§ Task data
--------------------------------

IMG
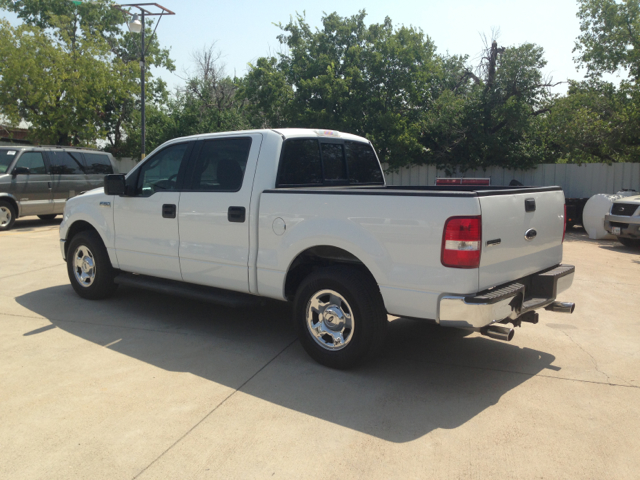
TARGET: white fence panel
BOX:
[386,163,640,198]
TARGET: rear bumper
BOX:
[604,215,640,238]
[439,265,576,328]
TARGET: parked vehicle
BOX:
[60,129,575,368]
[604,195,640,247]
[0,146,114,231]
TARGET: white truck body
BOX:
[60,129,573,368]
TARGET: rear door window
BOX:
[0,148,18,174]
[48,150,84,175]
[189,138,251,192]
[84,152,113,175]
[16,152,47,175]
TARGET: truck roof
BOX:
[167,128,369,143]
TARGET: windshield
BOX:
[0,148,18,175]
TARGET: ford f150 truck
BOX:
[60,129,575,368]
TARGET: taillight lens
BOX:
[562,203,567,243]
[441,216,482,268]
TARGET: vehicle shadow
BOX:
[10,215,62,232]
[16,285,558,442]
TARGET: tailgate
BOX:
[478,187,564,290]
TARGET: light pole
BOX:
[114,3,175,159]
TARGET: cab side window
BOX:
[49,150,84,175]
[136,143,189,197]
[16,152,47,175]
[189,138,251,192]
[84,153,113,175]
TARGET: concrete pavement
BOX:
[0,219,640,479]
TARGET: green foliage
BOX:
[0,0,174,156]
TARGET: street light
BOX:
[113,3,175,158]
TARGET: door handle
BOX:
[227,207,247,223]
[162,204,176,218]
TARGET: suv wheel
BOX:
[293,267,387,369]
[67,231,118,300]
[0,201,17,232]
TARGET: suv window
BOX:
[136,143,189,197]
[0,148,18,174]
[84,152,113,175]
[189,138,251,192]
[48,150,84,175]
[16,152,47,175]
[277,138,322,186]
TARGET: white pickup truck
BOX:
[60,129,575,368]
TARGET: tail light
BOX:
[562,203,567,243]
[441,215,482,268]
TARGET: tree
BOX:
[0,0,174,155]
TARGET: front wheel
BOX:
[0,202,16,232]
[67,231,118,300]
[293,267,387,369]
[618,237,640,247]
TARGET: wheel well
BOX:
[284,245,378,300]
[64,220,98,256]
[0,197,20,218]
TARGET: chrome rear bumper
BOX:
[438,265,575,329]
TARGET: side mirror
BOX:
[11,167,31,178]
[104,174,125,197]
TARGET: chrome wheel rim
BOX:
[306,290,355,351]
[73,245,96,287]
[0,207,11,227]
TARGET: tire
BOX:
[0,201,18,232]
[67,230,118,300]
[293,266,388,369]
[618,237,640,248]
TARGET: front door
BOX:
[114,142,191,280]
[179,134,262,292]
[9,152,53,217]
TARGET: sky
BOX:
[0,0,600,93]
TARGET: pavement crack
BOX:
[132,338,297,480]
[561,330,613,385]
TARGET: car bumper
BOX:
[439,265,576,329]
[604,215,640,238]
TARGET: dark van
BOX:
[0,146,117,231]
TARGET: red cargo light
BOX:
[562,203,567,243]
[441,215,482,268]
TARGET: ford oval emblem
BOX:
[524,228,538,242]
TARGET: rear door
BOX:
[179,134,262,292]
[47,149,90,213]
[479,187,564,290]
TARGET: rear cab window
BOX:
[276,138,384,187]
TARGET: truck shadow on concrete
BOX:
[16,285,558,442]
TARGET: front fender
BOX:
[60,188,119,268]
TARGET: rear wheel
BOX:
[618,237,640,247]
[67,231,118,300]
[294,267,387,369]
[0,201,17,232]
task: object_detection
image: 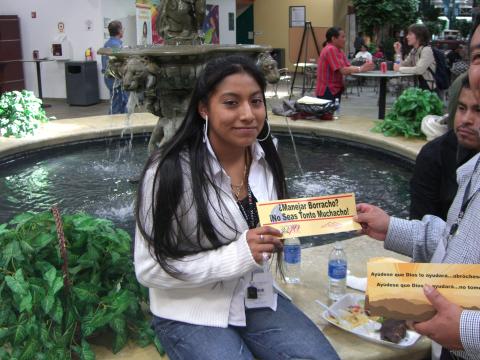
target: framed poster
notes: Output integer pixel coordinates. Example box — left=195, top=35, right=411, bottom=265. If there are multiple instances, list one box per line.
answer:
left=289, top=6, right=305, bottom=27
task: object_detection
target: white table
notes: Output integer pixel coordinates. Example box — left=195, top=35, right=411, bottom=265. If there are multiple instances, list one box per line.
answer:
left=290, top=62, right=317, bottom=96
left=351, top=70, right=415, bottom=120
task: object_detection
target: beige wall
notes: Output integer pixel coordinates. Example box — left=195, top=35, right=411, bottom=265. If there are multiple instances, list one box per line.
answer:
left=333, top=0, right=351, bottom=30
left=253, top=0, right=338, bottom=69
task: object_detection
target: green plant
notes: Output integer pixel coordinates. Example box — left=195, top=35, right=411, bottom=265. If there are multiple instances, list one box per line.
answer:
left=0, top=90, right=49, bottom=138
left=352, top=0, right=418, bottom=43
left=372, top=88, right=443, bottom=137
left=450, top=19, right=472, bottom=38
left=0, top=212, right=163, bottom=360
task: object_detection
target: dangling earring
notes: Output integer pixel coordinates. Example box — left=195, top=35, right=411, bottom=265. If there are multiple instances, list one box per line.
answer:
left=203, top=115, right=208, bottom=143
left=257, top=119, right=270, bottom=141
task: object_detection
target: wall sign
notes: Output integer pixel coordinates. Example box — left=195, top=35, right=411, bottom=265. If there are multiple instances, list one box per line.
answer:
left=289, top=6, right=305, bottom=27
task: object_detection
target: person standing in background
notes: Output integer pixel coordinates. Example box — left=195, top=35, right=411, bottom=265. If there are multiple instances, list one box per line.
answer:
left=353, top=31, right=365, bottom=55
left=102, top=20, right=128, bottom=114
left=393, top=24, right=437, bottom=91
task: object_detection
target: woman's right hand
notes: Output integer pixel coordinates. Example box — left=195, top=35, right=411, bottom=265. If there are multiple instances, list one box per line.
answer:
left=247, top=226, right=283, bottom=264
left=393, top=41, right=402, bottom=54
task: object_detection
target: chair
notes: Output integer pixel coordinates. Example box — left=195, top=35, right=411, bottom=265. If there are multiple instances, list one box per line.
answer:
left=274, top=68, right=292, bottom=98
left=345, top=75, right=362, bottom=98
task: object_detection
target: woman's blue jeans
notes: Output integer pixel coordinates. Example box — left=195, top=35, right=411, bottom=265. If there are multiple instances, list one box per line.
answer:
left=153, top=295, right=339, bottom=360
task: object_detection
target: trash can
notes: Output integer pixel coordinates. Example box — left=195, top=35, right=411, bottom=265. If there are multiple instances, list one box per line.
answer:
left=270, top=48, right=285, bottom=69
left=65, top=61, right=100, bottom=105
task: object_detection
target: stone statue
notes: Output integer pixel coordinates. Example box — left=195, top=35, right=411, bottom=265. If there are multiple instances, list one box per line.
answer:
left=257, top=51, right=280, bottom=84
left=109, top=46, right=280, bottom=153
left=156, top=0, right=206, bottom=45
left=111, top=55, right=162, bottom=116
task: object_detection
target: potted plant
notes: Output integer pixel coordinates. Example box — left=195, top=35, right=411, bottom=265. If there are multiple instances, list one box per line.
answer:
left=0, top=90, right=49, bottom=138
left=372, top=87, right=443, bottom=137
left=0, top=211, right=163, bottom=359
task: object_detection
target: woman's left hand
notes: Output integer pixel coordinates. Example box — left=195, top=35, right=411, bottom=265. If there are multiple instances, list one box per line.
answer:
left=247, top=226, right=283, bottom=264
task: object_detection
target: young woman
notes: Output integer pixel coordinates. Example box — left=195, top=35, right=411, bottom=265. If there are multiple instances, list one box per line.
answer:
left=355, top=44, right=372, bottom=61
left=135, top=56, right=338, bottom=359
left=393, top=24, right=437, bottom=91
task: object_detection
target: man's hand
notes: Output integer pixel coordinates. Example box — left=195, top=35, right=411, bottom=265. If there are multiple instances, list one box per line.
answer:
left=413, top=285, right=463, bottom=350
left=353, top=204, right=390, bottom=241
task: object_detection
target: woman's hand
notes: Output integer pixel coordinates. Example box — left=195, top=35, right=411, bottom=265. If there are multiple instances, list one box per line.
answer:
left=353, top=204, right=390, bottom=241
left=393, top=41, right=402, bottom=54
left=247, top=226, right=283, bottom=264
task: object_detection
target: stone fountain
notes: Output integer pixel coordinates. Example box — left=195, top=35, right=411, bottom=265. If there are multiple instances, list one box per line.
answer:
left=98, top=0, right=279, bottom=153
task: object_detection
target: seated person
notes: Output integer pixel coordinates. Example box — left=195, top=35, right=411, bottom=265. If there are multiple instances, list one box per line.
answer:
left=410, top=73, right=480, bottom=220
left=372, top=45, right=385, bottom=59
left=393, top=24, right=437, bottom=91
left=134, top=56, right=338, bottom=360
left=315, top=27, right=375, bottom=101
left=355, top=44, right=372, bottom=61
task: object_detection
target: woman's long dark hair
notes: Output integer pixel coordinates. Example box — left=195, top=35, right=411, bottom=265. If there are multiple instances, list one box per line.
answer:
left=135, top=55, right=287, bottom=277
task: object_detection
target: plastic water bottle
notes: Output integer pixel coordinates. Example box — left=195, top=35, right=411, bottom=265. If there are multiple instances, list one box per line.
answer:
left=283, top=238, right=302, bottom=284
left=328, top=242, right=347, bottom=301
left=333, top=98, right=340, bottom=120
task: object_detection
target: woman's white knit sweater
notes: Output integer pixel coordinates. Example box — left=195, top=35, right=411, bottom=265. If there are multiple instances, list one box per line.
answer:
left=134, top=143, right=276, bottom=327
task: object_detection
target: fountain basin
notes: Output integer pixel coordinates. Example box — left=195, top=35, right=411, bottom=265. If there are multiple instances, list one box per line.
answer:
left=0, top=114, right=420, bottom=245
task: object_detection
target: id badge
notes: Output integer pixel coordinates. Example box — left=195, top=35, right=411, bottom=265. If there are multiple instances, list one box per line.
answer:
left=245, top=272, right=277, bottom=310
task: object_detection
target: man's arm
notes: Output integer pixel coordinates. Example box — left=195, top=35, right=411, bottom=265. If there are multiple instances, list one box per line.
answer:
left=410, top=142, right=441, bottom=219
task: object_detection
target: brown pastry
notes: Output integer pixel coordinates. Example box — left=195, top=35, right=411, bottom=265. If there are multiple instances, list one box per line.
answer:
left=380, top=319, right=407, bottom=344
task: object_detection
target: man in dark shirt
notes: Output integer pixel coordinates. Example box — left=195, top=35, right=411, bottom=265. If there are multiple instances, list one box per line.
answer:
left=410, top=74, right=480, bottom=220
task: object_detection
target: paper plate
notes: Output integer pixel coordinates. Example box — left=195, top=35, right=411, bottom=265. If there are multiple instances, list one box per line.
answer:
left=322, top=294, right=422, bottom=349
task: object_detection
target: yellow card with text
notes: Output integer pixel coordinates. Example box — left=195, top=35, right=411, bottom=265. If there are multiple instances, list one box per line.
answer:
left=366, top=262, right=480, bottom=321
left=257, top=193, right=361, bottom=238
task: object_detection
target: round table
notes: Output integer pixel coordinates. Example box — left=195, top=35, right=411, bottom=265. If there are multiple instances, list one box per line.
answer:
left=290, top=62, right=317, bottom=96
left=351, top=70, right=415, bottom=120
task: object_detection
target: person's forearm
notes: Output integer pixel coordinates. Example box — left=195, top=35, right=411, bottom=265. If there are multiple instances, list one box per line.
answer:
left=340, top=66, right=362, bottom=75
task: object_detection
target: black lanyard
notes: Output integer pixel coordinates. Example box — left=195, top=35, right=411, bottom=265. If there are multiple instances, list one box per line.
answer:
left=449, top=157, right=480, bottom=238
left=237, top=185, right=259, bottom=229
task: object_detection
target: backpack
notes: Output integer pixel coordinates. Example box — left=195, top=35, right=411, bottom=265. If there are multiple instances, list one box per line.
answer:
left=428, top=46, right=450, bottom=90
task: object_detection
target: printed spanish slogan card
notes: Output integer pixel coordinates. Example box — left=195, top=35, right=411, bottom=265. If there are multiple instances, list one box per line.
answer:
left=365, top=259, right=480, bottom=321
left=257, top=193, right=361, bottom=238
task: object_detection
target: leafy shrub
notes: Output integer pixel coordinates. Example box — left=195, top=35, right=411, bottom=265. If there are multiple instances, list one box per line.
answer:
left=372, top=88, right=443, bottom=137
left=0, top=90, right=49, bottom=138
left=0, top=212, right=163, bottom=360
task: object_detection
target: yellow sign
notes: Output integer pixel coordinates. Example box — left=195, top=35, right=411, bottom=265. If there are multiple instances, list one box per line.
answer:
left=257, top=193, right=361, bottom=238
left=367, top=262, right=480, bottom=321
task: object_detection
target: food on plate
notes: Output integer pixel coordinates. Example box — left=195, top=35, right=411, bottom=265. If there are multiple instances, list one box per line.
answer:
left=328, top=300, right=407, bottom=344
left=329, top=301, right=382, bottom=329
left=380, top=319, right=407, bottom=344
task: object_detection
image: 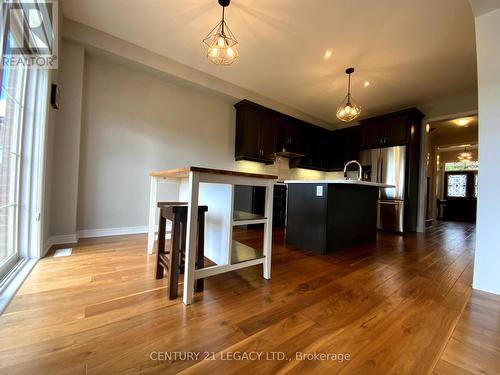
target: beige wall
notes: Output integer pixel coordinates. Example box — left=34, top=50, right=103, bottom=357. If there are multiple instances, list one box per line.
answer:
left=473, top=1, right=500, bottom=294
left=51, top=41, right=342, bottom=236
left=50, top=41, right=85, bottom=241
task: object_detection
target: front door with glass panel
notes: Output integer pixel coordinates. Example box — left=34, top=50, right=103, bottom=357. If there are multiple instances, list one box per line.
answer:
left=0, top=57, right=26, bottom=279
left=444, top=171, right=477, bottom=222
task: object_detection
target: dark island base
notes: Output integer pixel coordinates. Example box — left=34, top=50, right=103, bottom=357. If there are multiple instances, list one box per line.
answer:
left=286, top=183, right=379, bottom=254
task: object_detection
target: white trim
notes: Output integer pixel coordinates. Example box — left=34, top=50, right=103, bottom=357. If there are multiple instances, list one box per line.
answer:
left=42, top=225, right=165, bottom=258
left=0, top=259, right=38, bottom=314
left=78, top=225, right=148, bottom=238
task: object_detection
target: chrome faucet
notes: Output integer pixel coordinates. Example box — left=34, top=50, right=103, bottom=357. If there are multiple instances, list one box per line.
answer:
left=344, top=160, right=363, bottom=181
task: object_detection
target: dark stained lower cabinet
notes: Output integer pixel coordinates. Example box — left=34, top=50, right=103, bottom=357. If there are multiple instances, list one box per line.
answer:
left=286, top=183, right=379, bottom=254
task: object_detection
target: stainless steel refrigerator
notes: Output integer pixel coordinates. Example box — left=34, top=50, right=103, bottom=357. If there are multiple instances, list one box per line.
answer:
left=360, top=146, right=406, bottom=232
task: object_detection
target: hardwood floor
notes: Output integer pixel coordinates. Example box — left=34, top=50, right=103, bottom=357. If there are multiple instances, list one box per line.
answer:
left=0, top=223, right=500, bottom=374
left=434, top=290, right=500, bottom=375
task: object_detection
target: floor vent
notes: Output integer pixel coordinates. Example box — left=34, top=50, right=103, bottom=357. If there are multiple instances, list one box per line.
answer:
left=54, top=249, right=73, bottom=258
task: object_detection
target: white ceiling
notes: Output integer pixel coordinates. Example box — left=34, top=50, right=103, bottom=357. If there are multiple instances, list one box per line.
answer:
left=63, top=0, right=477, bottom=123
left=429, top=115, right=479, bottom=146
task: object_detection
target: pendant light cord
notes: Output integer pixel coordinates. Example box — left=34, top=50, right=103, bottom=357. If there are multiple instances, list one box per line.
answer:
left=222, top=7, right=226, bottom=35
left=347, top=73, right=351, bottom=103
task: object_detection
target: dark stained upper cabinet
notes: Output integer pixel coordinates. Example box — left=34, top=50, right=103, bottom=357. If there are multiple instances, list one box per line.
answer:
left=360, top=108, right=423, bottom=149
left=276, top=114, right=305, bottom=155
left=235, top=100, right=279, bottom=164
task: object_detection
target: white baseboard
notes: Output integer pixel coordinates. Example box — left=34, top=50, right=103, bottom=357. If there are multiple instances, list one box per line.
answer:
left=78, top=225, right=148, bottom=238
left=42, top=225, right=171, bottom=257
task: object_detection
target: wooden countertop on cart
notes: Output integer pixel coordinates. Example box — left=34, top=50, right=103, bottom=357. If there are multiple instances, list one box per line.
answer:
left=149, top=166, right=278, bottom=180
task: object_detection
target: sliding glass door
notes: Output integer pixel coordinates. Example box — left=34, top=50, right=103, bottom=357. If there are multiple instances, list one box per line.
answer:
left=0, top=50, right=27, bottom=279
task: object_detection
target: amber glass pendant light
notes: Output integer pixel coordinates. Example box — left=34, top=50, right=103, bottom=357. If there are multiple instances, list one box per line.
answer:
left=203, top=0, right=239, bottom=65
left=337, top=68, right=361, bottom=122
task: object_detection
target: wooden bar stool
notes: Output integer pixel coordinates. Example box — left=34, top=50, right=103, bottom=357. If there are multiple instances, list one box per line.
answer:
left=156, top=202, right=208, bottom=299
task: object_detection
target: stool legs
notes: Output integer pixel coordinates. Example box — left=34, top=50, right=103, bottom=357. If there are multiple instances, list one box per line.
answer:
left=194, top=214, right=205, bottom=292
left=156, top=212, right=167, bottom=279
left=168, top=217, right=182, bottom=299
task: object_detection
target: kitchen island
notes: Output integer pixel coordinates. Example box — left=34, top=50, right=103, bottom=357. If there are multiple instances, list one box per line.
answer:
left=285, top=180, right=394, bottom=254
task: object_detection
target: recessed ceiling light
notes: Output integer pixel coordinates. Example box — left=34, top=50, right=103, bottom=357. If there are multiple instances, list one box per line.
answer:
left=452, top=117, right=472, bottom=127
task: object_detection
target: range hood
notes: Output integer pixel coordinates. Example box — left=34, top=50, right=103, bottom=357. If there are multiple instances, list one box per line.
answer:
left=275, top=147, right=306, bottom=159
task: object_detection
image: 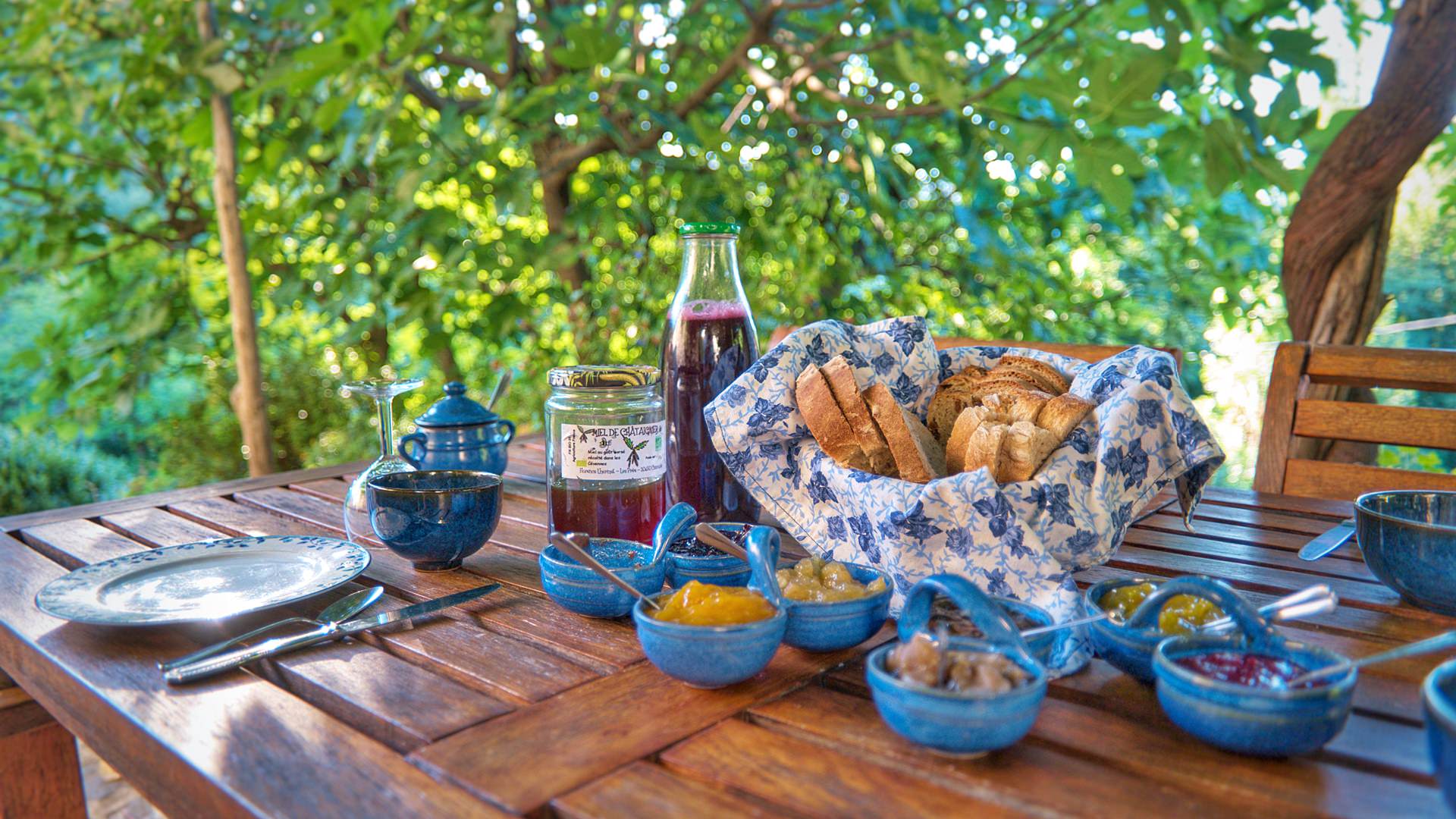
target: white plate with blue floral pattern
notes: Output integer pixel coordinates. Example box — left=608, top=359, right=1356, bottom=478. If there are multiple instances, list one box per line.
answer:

--------------------------------

§ Work required
Lay out the material, from its beginning through the line containing "[0,0,174,155]", both ends included, as a two-column CSV with the headers "prompt" and "reply". Give one row per item with its text and its answer, put each in a single quoted field with line breaks replaced by spaces, and omit the pictures.

§ Result of this task
prompt,reply
"IMG TARGET: white fence panel BOX:","[386,163,640,198]"
"TARGET: rear bumper BOX:","[604,215,640,238] [439,265,576,328]"
"TARGET: parked vehicle BOX:","[60,129,575,368] [604,195,640,247] [0,146,114,231]"
"TARGET: white truck body BOX:","[60,129,573,368]"
"TARGET: rear door window BOX:","[0,148,18,174] [48,150,84,175] [189,138,251,192] [84,152,113,175] [16,152,47,175]"
"TARGET: truck roof BOX:","[167,128,369,143]"
"TARGET: windshield BOX:","[0,148,18,175]"
"TARGET: ford f150 truck BOX:","[60,129,575,368]"
"TARGET: taillight lens BOX:","[562,203,567,243] [441,216,482,268]"
"TARGET: vehicle shadow BOX:","[10,215,62,232] [16,285,558,442]"
"TARGET: tailgate BOX:","[478,187,564,290]"
"TARGET: light pole BOX:","[114,3,175,159]"
"TARGET: cab side window BOX:","[49,150,84,175] [136,143,189,197] [16,152,47,175] [189,138,251,192] [84,153,113,175]"
"TARGET: concrete pavement BOX:","[0,219,640,479]"
"TARGET: green foliage BOX:","[0,0,174,156]"
"TARGET: street light BOX:","[113,3,175,158]"
"TARGET: door handle BOX:","[227,207,247,223] [162,204,176,218]"
"TARGET: suv wheel BOX:","[293,267,387,369] [67,231,118,300] [0,201,17,232]"
"TARGET: suv window BOX:","[136,143,189,197] [0,148,18,174] [84,152,113,175] [189,138,251,192] [48,150,84,175] [16,152,47,175] [277,138,322,186]"
"TARGET: white pickup truck BOX:","[60,129,575,368]"
"TARGET: tail light BOX:","[562,203,567,243] [441,215,482,268]"
"TARGET: tree BOX:","[0,0,174,155]"